- [Task goal]:
Return every line of the listing that contains the word "wall", treating uppercase and lowercase as different.

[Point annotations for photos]
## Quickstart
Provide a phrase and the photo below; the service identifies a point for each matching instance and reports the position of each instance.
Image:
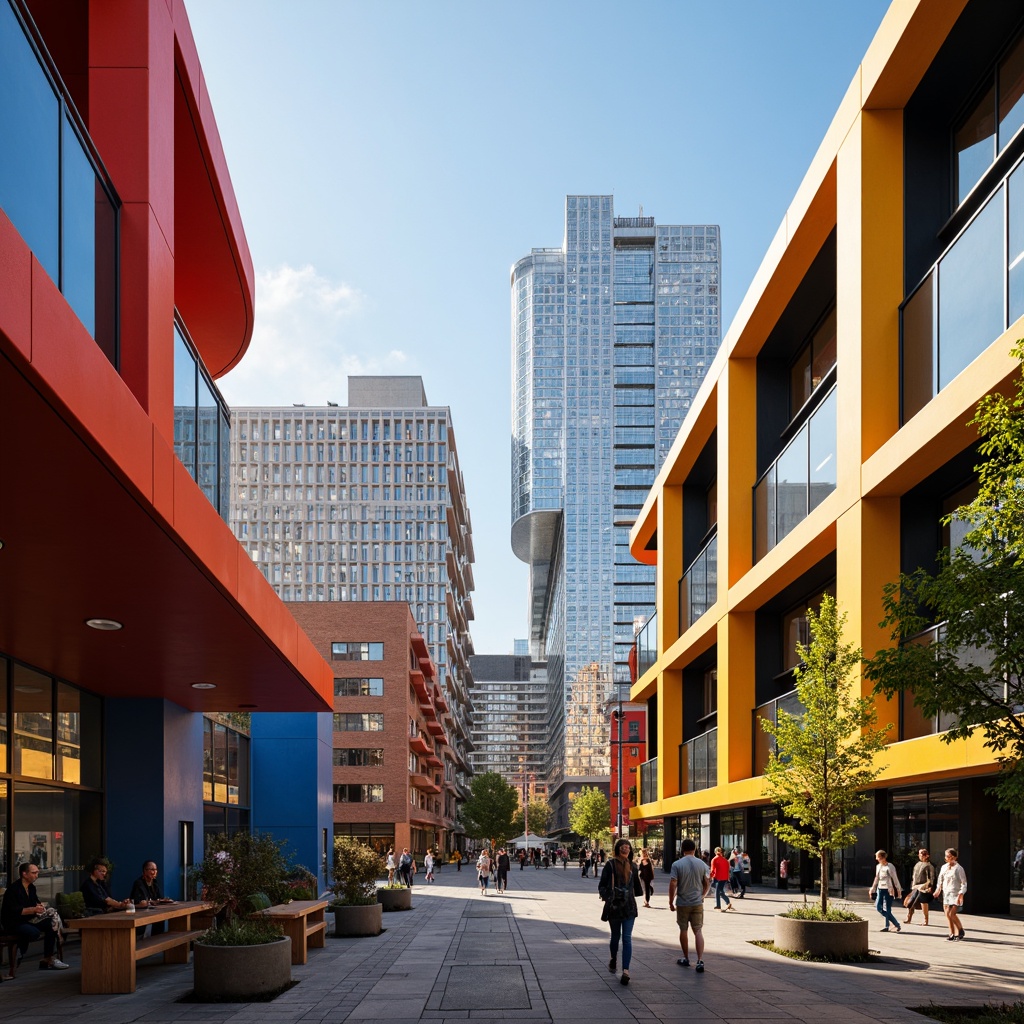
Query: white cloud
(306, 342)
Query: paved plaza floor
(541, 952)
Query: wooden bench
(303, 924)
(111, 947)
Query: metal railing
(647, 775)
(763, 743)
(972, 293)
(798, 480)
(698, 762)
(646, 642)
(698, 586)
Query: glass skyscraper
(611, 335)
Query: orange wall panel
(15, 295)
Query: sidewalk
(540, 953)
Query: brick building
(393, 771)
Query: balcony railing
(762, 743)
(698, 587)
(698, 762)
(647, 645)
(648, 781)
(799, 480)
(969, 297)
(53, 186)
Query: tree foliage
(540, 817)
(590, 813)
(971, 674)
(824, 758)
(487, 813)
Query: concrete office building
(510, 718)
(828, 440)
(366, 502)
(127, 290)
(611, 334)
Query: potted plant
(821, 762)
(243, 955)
(394, 896)
(356, 868)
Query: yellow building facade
(829, 437)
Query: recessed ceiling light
(108, 625)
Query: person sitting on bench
(19, 915)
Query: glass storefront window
(79, 717)
(58, 829)
(33, 723)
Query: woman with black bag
(620, 887)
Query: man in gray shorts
(687, 888)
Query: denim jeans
(626, 929)
(883, 903)
(720, 894)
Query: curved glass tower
(611, 334)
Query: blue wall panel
(154, 782)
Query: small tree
(590, 813)
(540, 816)
(487, 813)
(356, 867)
(825, 758)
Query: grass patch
(988, 1014)
(812, 911)
(869, 957)
(261, 997)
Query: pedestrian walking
(503, 863)
(720, 877)
(688, 886)
(406, 866)
(952, 885)
(736, 873)
(483, 871)
(620, 887)
(646, 876)
(922, 887)
(884, 887)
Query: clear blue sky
(392, 160)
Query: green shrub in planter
(355, 870)
(243, 932)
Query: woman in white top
(885, 888)
(952, 885)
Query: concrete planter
(355, 922)
(821, 938)
(394, 899)
(237, 973)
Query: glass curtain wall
(50, 777)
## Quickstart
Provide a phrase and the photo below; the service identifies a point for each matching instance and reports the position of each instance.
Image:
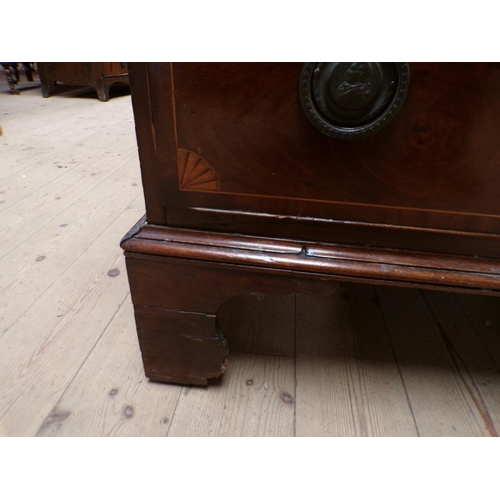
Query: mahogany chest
(100, 75)
(277, 178)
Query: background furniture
(100, 75)
(280, 178)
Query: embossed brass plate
(352, 100)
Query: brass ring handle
(352, 100)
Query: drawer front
(235, 140)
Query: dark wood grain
(101, 75)
(245, 196)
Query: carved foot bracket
(179, 279)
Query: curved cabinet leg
(102, 92)
(180, 347)
(177, 290)
(46, 88)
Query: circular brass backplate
(352, 100)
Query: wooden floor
(365, 361)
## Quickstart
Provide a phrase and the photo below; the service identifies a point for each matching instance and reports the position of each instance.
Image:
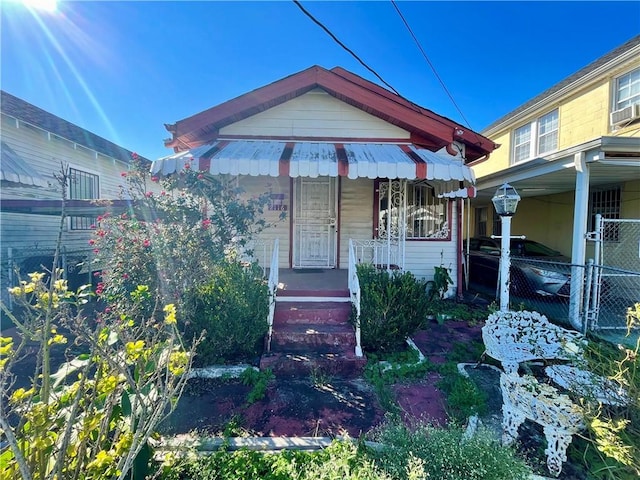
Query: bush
(393, 306)
(342, 460)
(424, 451)
(232, 308)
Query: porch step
(310, 295)
(312, 333)
(341, 364)
(328, 313)
(312, 338)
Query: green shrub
(393, 306)
(464, 398)
(259, 380)
(342, 460)
(232, 308)
(424, 451)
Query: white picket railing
(273, 289)
(354, 292)
(383, 254)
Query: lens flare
(46, 5)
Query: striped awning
(15, 169)
(315, 159)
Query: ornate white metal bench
(526, 398)
(516, 337)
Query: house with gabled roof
(350, 163)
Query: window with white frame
(606, 202)
(83, 186)
(627, 90)
(426, 215)
(536, 138)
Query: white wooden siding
(315, 114)
(46, 154)
(278, 228)
(356, 214)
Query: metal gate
(615, 284)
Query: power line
(317, 22)
(429, 62)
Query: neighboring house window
(481, 221)
(627, 90)
(536, 138)
(426, 215)
(606, 202)
(83, 186)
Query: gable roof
(28, 113)
(427, 128)
(570, 80)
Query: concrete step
(310, 295)
(340, 364)
(312, 337)
(312, 312)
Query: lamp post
(505, 201)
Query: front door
(314, 235)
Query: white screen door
(315, 223)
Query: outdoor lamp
(506, 200)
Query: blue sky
(124, 69)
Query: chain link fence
(601, 303)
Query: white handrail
(273, 289)
(354, 292)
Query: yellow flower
(36, 276)
(21, 394)
(170, 314)
(57, 339)
(134, 350)
(6, 345)
(102, 460)
(178, 361)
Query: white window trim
(615, 85)
(534, 137)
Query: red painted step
(342, 364)
(312, 338)
(341, 293)
(312, 312)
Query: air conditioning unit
(626, 114)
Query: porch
(312, 280)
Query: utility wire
(430, 64)
(317, 22)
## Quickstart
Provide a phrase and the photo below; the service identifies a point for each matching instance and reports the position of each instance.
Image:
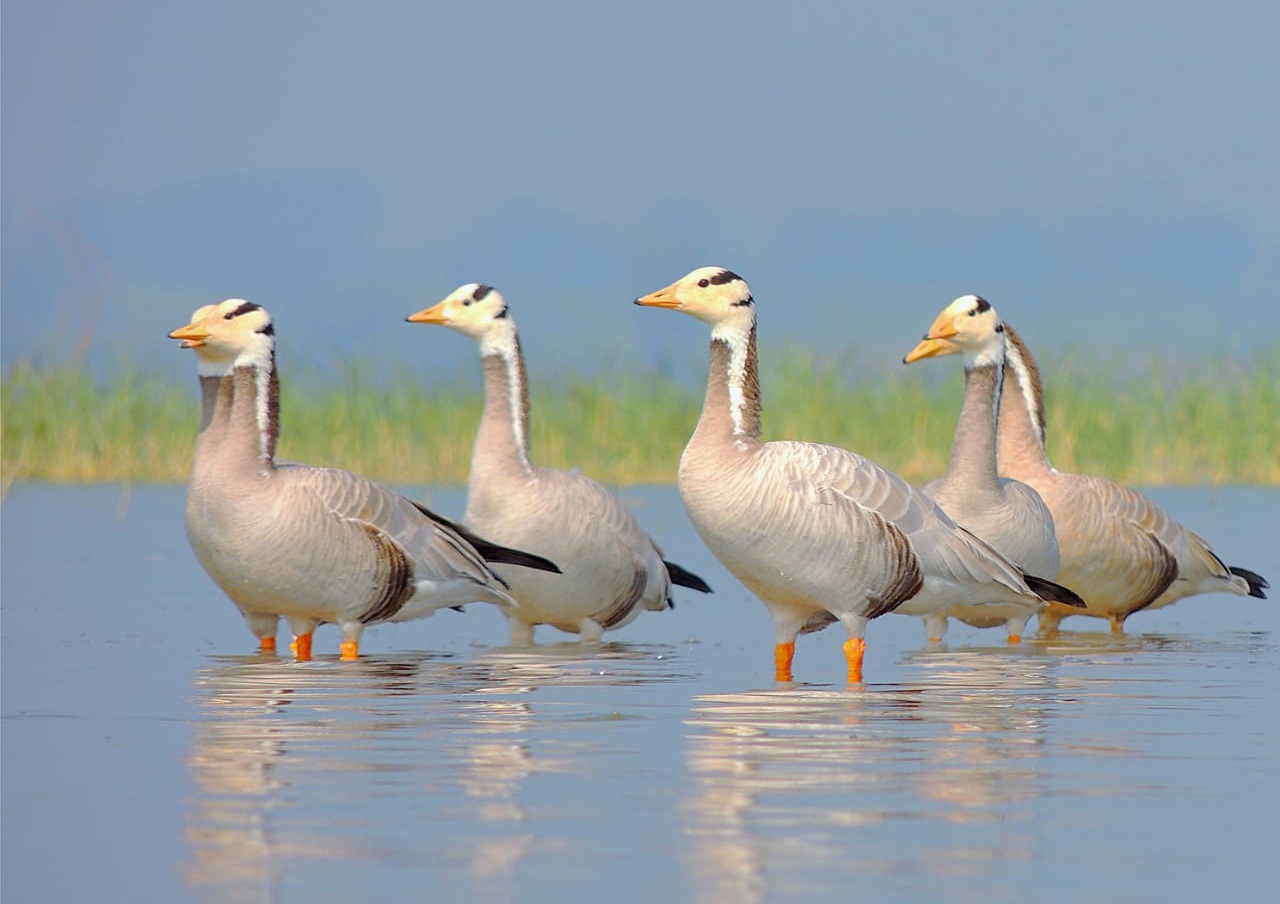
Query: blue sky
(1104, 172)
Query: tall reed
(1144, 423)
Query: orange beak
(191, 336)
(433, 314)
(936, 342)
(661, 298)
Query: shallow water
(147, 757)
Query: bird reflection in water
(289, 761)
(808, 784)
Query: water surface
(150, 756)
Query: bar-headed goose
(818, 533)
(1119, 549)
(1008, 514)
(612, 569)
(312, 544)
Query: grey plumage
(612, 569)
(311, 544)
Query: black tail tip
(1054, 593)
(1256, 581)
(685, 578)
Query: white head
(236, 333)
(970, 327)
(474, 310)
(713, 295)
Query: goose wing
(435, 549)
(945, 549)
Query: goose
(1006, 514)
(612, 569)
(818, 533)
(311, 544)
(1119, 549)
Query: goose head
(711, 293)
(229, 334)
(970, 327)
(474, 310)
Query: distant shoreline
(1215, 427)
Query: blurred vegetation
(1144, 423)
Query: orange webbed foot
(854, 651)
(301, 647)
(782, 656)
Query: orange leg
(301, 647)
(854, 649)
(782, 656)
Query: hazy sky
(846, 158)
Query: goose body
(1008, 514)
(311, 544)
(613, 570)
(818, 533)
(1118, 548)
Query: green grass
(1146, 423)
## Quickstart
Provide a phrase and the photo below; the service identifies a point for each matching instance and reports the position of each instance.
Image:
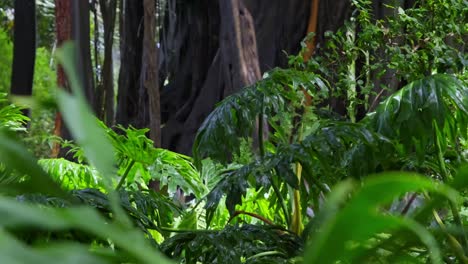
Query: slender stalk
(445, 176)
(296, 225)
(283, 205)
(254, 215)
(352, 92)
(124, 176)
(264, 254)
(260, 133)
(178, 230)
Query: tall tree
(198, 59)
(24, 49)
(105, 104)
(131, 99)
(150, 71)
(72, 23)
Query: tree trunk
(150, 71)
(195, 62)
(132, 104)
(238, 46)
(24, 47)
(63, 16)
(106, 103)
(81, 36)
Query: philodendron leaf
(344, 230)
(15, 156)
(21, 215)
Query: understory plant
(313, 183)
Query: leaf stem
(124, 176)
(283, 205)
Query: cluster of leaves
(100, 210)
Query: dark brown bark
(193, 63)
(238, 46)
(63, 16)
(24, 47)
(131, 99)
(106, 103)
(81, 36)
(150, 71)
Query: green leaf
(343, 233)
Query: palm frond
(408, 115)
(234, 118)
(246, 242)
(72, 175)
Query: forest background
(233, 131)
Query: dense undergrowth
(310, 185)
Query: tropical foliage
(278, 175)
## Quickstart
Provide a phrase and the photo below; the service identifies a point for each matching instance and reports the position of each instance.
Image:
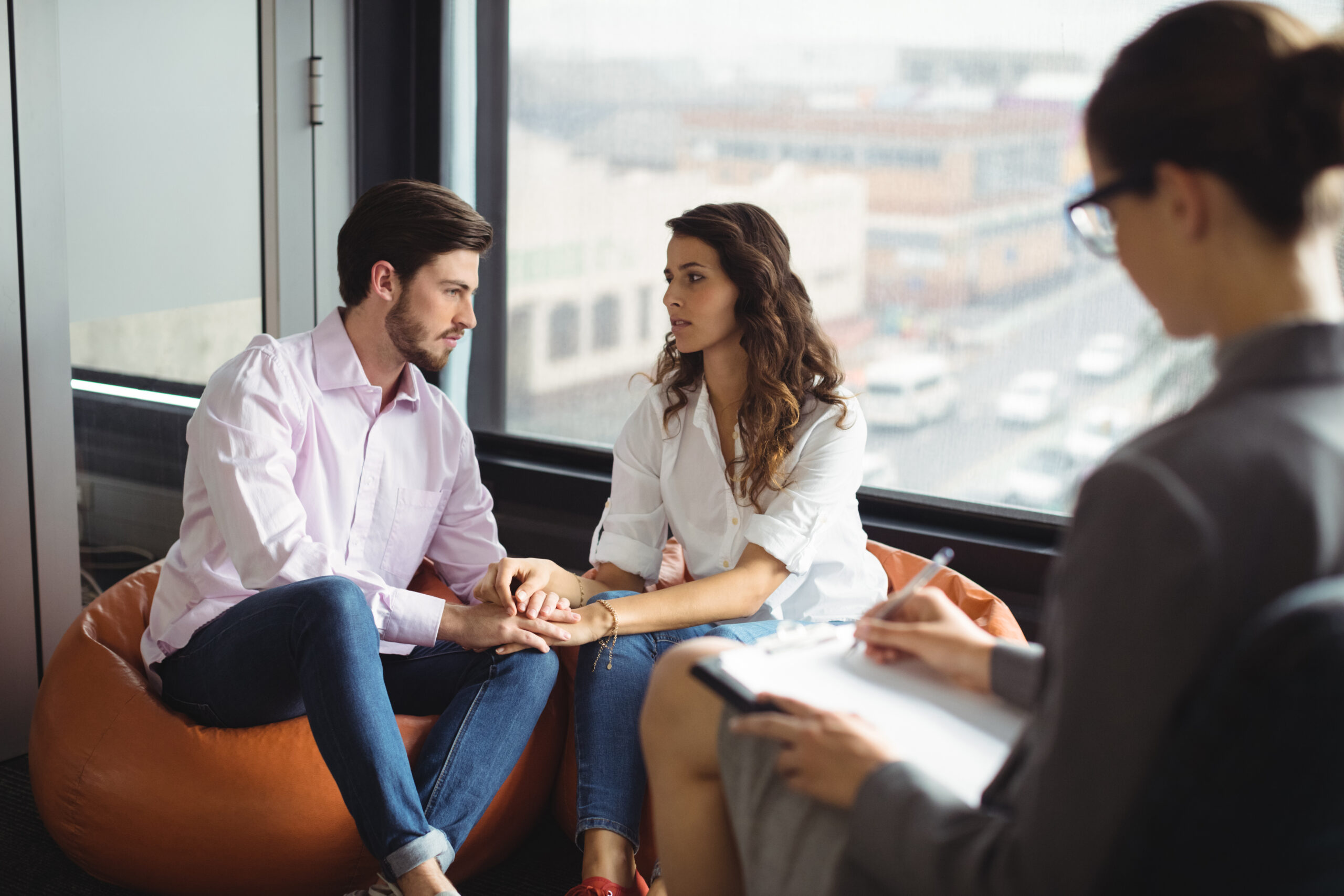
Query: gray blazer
(1177, 542)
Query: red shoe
(603, 887)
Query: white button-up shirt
(295, 471)
(675, 480)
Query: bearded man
(322, 469)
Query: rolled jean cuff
(605, 824)
(420, 851)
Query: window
(163, 249)
(565, 331)
(918, 159)
(606, 321)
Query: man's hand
(930, 626)
(486, 625)
(531, 598)
(823, 754)
(591, 623)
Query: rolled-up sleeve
(826, 477)
(634, 525)
(243, 437)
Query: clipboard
(958, 738)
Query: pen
(920, 581)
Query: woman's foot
(611, 858)
(603, 887)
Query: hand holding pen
(932, 628)
(887, 608)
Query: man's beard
(409, 336)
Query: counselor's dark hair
(405, 224)
(1242, 90)
(790, 359)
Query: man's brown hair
(405, 224)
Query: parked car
(1031, 398)
(1107, 355)
(909, 392)
(1100, 430)
(1047, 479)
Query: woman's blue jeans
(606, 721)
(311, 648)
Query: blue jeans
(312, 648)
(606, 721)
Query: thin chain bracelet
(608, 641)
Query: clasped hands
(828, 755)
(543, 617)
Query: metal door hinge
(315, 90)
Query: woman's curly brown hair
(788, 355)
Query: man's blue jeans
(606, 721)
(312, 648)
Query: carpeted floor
(548, 864)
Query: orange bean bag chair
(901, 566)
(144, 798)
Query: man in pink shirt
(322, 468)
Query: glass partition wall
(163, 233)
(918, 157)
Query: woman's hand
(823, 754)
(533, 598)
(930, 626)
(589, 624)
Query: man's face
(435, 309)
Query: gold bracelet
(608, 641)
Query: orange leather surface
(985, 609)
(144, 798)
(899, 566)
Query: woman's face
(1151, 248)
(701, 297)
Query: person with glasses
(1217, 143)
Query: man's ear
(1184, 198)
(382, 281)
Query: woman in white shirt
(749, 452)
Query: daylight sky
(719, 29)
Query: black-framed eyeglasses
(1093, 220)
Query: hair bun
(1311, 97)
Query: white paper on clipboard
(956, 736)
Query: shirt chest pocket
(413, 525)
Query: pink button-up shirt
(295, 472)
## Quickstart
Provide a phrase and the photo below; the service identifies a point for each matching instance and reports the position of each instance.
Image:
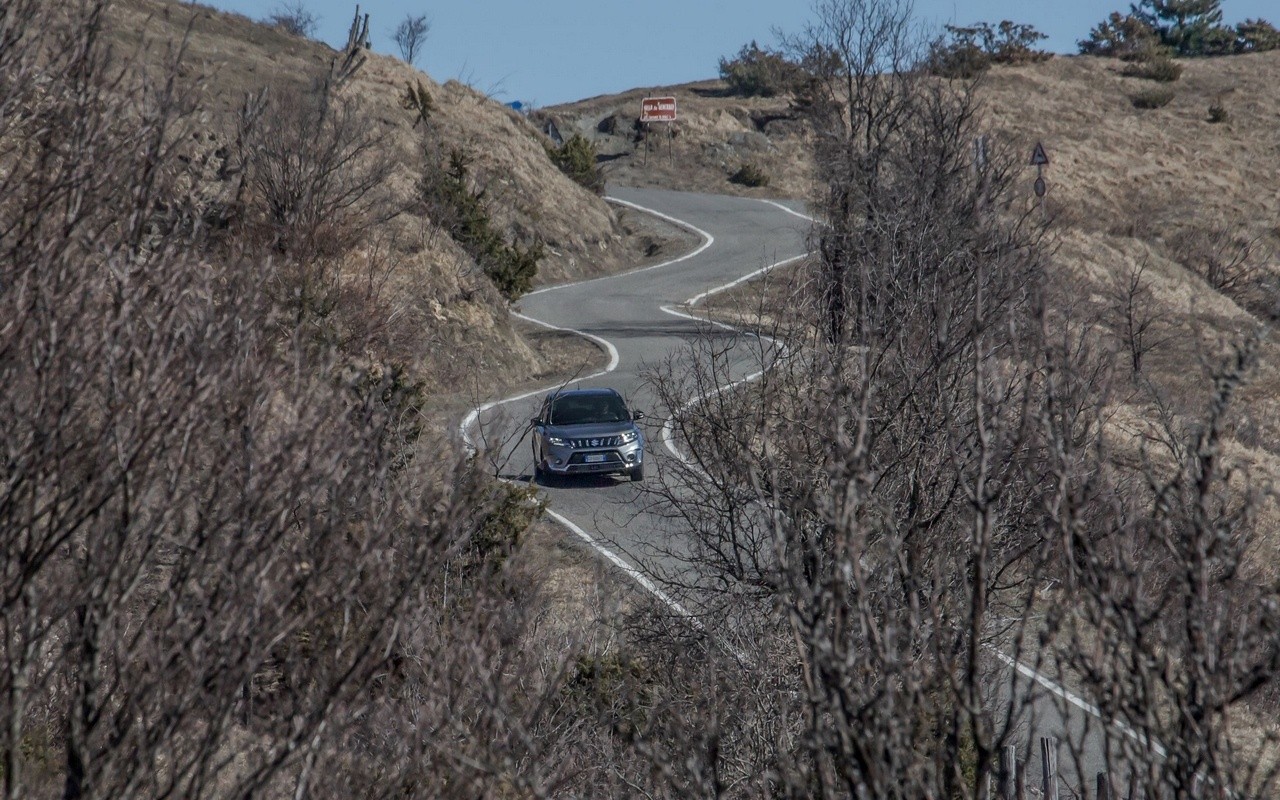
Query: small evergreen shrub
(1256, 36)
(498, 534)
(1123, 36)
(760, 73)
(417, 100)
(750, 174)
(577, 159)
(465, 215)
(1152, 99)
(1162, 69)
(965, 51)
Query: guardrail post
(1009, 772)
(1048, 766)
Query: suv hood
(588, 430)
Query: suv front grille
(595, 442)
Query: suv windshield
(588, 408)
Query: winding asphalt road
(632, 315)
(634, 318)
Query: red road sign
(658, 109)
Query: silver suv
(585, 432)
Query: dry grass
(713, 137)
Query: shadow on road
(576, 481)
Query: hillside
(451, 327)
(1191, 201)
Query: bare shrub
(222, 575)
(1136, 315)
(295, 19)
(410, 36)
(926, 481)
(1226, 260)
(1152, 99)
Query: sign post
(1040, 160)
(658, 109)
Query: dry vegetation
(229, 571)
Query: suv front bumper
(567, 460)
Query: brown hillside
(438, 312)
(713, 137)
(1165, 188)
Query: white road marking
(1078, 702)
(670, 443)
(708, 240)
(470, 420)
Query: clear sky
(563, 50)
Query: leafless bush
(295, 18)
(410, 36)
(926, 478)
(219, 571)
(1226, 260)
(1136, 315)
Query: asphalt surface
(741, 236)
(630, 314)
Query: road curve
(631, 316)
(625, 315)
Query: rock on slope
(439, 312)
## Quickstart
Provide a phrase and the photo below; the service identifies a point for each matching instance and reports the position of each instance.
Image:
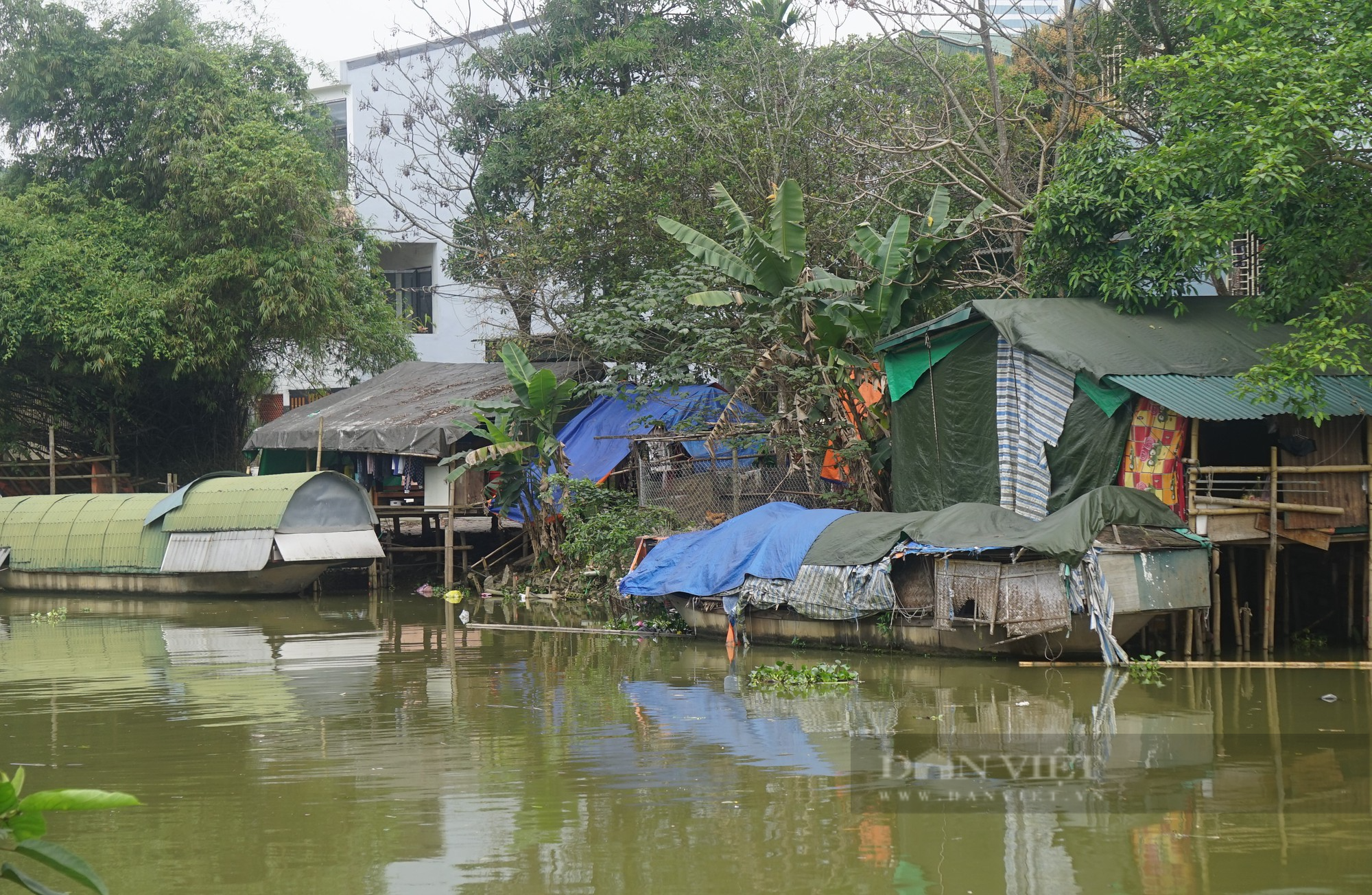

- [Task response]:
Query: orange wall panel
Query: blue wall panel
Query: glass curtain wall
Query: glass partition wall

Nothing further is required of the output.